_PROBLEM_
Reproduce every one of the following records word for word, without changing anything.

_DATA SHOWN_
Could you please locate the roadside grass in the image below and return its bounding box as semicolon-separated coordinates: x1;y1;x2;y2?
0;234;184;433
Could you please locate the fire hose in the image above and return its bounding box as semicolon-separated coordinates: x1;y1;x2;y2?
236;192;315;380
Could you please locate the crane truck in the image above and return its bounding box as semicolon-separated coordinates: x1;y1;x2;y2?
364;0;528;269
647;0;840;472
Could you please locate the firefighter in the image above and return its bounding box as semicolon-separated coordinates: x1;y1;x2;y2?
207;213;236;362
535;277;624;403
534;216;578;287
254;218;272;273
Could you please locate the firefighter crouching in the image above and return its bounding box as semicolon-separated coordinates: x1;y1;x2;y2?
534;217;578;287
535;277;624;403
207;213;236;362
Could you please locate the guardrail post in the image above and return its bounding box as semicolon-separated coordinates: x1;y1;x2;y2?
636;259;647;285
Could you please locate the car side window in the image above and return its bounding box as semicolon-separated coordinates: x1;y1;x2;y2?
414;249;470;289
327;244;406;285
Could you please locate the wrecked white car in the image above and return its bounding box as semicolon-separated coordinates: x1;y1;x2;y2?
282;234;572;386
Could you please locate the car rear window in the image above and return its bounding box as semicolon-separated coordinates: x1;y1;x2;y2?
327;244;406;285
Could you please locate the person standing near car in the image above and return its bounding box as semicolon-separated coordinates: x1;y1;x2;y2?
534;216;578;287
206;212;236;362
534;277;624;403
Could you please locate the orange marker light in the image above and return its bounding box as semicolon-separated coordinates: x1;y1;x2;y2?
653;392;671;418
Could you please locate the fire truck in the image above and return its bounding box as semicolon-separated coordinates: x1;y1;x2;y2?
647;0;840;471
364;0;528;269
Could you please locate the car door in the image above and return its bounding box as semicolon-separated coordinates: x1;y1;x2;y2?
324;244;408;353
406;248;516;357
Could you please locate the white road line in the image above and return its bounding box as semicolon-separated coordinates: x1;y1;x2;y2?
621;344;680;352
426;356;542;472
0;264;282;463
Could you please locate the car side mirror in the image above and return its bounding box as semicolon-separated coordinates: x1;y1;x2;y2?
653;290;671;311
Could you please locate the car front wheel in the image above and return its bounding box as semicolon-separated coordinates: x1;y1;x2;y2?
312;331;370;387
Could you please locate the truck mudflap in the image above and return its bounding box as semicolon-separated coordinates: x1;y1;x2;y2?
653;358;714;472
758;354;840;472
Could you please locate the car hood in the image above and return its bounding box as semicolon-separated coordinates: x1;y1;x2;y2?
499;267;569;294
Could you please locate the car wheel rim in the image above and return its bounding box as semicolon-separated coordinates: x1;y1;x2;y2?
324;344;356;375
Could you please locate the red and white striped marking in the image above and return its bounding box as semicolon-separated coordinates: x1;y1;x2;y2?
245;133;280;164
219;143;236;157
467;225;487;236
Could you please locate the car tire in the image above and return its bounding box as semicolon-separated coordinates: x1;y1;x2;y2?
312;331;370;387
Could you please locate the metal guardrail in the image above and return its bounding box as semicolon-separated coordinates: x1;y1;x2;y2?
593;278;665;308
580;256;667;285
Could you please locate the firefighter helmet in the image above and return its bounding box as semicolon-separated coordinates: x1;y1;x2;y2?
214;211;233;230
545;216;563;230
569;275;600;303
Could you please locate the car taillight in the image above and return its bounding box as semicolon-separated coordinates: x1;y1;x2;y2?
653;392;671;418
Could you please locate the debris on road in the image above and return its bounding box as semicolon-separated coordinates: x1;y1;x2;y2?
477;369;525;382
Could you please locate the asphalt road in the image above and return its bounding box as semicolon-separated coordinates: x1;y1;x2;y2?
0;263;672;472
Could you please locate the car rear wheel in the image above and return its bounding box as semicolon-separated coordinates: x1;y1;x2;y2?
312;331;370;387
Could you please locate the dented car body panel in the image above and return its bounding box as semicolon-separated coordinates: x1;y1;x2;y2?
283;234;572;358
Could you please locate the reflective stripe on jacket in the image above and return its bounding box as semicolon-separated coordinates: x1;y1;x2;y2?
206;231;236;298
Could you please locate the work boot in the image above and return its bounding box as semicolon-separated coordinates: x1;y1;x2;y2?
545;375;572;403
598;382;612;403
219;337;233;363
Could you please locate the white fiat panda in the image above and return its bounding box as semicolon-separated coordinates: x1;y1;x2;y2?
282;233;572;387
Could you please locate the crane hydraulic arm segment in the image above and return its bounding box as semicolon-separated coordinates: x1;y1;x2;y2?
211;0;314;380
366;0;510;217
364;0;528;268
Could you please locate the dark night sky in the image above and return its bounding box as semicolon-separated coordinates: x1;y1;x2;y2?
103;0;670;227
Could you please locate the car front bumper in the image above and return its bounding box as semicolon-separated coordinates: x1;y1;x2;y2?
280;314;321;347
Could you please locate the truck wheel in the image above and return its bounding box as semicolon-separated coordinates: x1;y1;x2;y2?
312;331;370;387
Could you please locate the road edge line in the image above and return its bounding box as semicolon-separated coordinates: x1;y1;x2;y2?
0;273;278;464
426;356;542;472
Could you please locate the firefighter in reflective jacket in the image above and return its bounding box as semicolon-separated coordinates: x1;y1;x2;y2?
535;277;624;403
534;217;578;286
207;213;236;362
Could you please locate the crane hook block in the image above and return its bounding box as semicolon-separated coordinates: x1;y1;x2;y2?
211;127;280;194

_ANSWER FOR THIS EXERCISE_
Could you please locate the roadside grass in the image below and return its bounding box as semicolon-separated coordinates: x1;y1;x2;y2?
0;234;184;433
Could you please locate the fire hose in the image above and return its bounding box as semicolon-separated coordinates: x1;y1;x2;y2?
236;192;315;380
Could you please locate the crane truck in the image above and return its bounding box as semicolon-separated coordinates: x1;y1;x2;y2?
364;0;528;269
647;0;840;472
Could you please locate the firefighter in the image above and return its bounding box as semicolon-separated coordinates: x1;y1;x2;y2?
207;213;236;362
535;277;624;403
534;216;578;287
254;218;272;273
Could you please locate the firefighter crouching in the image above and return its bounding box as semicolon-separated coordinates: x1;y1;x2;y2?
534;217;578;287
535;277;624;403
207;213;236;362
Could you please locate the guardrail post in the image above and return its bounding box as semicolon-separated coordinates: x1;y1;x2;y2?
636;259;647;285
Could you please locate the car side window in the image above and return its bounding box as semicolon-separated coordinates: x1;y1;x2;y2?
414;249;470;289
327;244;406;285
Could you please locate the wrecked white car in the image above and return its bounding box as semicolon-separated coordinates: x1;y1;x2;y2?
282;234;572;386
Could you please locate the car rear window in the image above and return its bounding box as semicolon-separated coordinates: x1;y1;x2;y2?
327;244;406;285
Could you please locate the person standing near car in the image above and return its bounding box as semicolon-separated coordinates: x1;y1;x2;y2?
534;216;578;287
206;212;236;362
534;277;624;403
Could you please locate the orange marker light in the image above and return its bounding box as semicolon-separated coordinates: x1;y1;x2;y2?
653;392;671;418
Could you please locate the fire truck in the image above and return its bounding box as semicolon-separated coordinates: x1;y1;x2;y2?
647;0;840;471
364;0;528;269
Could you please locate the car door in the image above and return its bounding box as semicolon-separated coordinates: x1;y1;x2;y2?
324;244;408;353
406;248;516;357
Could you please locate the white road line in the image above and return its bounding box as semicolon-separated coordinates: x1;y1;x2;y2?
621;344;680;352
426;356;542;472
0;264;282;463
Could you please locate the car side mirror in the image above and return its bounding box as semicolon-separated coordinates: x1;y1;x2;y2?
653;290;671;311
Could you please locate the car front wheel in the image above and return its bounding box as semicolon-separated coordinates: x1;y1;x2;y2?
312;331;370;387
Could you please locate the truck mudflap in the image above and return its bounding box as semicolon-separated coordinates: x1;y1;x2;y2?
653;358;714;472
758;354;840;472
Could you please locate the car hood in the image above and return its bounding box as semicolon-separated coordinates: x1;y1;x2;y2?
499;267;569;294
Could you please locate the car wheel rim in the image above and return its bounding box as semicolon-separated coordinates: x1;y1;x2;y2?
324;344;356;375
Could you please locate the red and white striped marking in the image above and return its bounding box as semicolon-separated coordinates: x1;y1;x2;y2?
245;133;280;164
219;143;236;157
467;225;487;236
Could you please locate the car tire in the image above and return its bounding box as semicolon-separated coordinates: x1;y1;x2;y2?
312;331;370;387
Could you please locate the metal guardrail in the image above and return its bounding box as semicolon-separated coordinates: x1;y1;x2;y2?
593;278;665;308
580;256;667;285
Could you please locate the firefighter helmet in the image above and return its bounding box as semicolon-separated coordinates: x1;y1;x2;y2?
214;211;233;230
545;216;563;230
569;275;600;303
Could you please locate the car taillight in the image above and return its bounding box as semicolon-separated coordinates: x1;y1;x2;y2?
653;392;671;418
Could you please locate the debris on road in the image above and return its bounding box as semicolon-separated coordinates: x1;y1;x2;y2?
477;369;525;382
Could you please locate the asphalt road in the image above and return its bounding box as semicolon-separated coordinates: x1;y1;x2;y2?
0;263;672;472
Could you please locate the car rear wheel in the image above and return its bounding box as semicolon-separated coordinates: x1;y1;x2;y2?
312;331;370;387
Could you please locate the dented car body panel in the image above and return its bounding box as semicolon-separated coordinates: x1;y1;x2;y2?
283;234;572;358
Could you please locate the reflective stripe on jacket in the image above and return its bounding box as semicolon-separated coordinates: x1;y1;x2;y2?
206;231;236;298
Could you please locate the work boot in the image above and return its bounding box as semicolon-separated coordinates: x1;y1;x2;y2?
545;375;572;403
598;382;612;403
219;337;233;363
Could you please locate the white fiat panda in the image above and return its bounding box as semicolon-separated coordinates: x1;y1;x2;y2?
282;233;572;387
Could you please locate the crane hydraulic arm segment in the image above and return its bounding box as semicolon-separated coordinates: x1;y1;x2;y2?
211;0;314;380
366;0;510;217
364;0;528;268
Could you please locate the dark night sky in the image above and return its bounding box as semicolon-separated coordinates: x1;y1;x2;y2?
103;0;670;227
Could you please locate the car front bumper in the image above and return its bounding box as semicolon-separated coordinates: x1;y1;x2;y2?
280;314;321;347
Could you please locate the truck wheel in the image above and return its bounding box as semicolon-separated coordinates: x1;y1;x2;y2?
312;331;370;387
Could you please locate the road edge line in the image above and return its bounding box as semicolon-separated coordinates: x1;y1;x2;y2?
0;273;278;464
426;356;542;472
Could you please locate the firefighter in reflective jacket in the image above and return its bounding box as semicolon-separated coordinates: x1;y1;x2;y2?
535;277;624;403
534;217;578;286
207;213;236;362
Could you please locate the crane hook block in the image above and return its bounding box as semicolon-separated coordinates: x1;y1;x2;y2?
211;127;280;194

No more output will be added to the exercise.